→ **What is being asked**
Render the items below as a numbered list, leaving out any blank lines.
-- Start Provided data --
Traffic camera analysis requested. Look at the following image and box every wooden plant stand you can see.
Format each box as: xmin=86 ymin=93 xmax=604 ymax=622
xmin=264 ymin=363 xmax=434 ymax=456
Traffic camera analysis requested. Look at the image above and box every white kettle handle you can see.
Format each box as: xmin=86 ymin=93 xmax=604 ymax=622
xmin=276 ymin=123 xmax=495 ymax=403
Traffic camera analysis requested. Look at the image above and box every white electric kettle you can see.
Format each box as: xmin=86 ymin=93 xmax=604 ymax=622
-- End Provided data --
→ **Correct answer**
1. Traffic camera analysis requested. Look at the following image and box every wooden plant stand you can see.
2. Format each box as: xmin=86 ymin=93 xmax=604 ymax=622
3. xmin=264 ymin=363 xmax=434 ymax=456
4. Traffic camera analysis requested. Look at the image above and box every white kettle handle you can see.
5. Format each box as: xmin=86 ymin=93 xmax=604 ymax=622
6. xmin=276 ymin=123 xmax=495 ymax=403
7. Traffic camera analysis requested. Look at the image above and box every white electric kettle you can see.
8. Format each box as: xmin=86 ymin=93 xmax=604 ymax=622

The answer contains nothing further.